## WORK TASK
Each line below has to be set down again exactly.

### RECORDS SHOWN ###

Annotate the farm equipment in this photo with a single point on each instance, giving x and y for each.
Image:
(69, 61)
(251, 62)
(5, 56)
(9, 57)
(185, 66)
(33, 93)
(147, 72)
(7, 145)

###

## RESULT OF THE EXERCISE
Annotate the farm equipment in this photo with a single point on each instance, giving x and y for each.
Image:
(69, 61)
(251, 62)
(5, 56)
(9, 57)
(185, 66)
(33, 93)
(147, 72)
(7, 145)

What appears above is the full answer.